# Trecho fornecido

Costumava-se dizer que o capitalismo reduzia o trabalhador industrial a um mero apêndice de carne de uma máquina de ferro. Hoje, esta descrição pode ser generalizada: cada um de nós é apenas um apêndice de carne na grande máquina que é a nossa sociedade, pois nossas comunidades e vidas estão divididas em setores isolados a tal ponto que a totalidade que eles formam parece inteiramente fora do nosso controle. Se quisermos mudar toda a vida, devemos de alguma forma nos tornarmos inteiros.


Separação: A Desintegração do Indivíduo


A atividade diária do homem moderno é atomizada como as cidades que a circunda. Ele vivencia a existência como um conflito contínuo entre seus feitos, romance, responsabilidade, saúde, relaxamento e lazer porque todas essas buscas parecem ser mutuamente exclusivas. Ele gostaria de passar mais tempo com sua esposa, mas se ele não ficar no escritório por mais uma hora ele não vai conseguir progredir em sua carreira, e depois ele ainda tem que ir à academia para diminuir os efeitos do almoço... e têm aquelas malditas férias para planejar, sem mencionar as notícias do mundo para se inteirar, antes que ele possa até mesmo pensar em romance. Ele baixa música da internet, mas nunca tem tempo para ouví-la; ele gostaria de se envolver em algum tipo de trabalho voluntário, mas não sabe onde isso encaixaria na sua agenda. Já é difícil o suficiente acompanhar o seu programa de rádio favorito, e mesmo isso já não lhe dá alívio da tensão de sua vida ocupada. Significado, é claro, está ausente em todo lugar quando a vida está tão desconexa; como nenhuma de duas atividades o envolve completamente, ele não consegue encontrar satisfação duradoura em nenhuma delas.

# Instrução
Pode transcrever literalmente o trecho do texto sobre a fragmentação da vida moderna que abre com as palavras "Costumava-se dizer que" e fecha com "nos tornarmos inteiros."?

[Listagem de dados]

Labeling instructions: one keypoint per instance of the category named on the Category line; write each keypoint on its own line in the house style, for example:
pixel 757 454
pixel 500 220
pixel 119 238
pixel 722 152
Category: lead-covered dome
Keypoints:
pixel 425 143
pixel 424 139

# Tarefa concluída
Costumava-se dizer que o capitalismo reduzia o trabalhador industrial a um mero apêndice de carne de uma máquina de ferro. Hoje, esta descrição pode ser generalizada: cada um de nós é apenas um apêndice de carne na grande máquina que é a nossa sociedade, pois nossas comunidades e vidas estão divididas em setores isolados a tal ponto que a totalidade que eles formam parece inteiramente fora do nosso controle. Se quisermos mudar toda a vida, devemos de alguma forma nos tornarmos inteiros.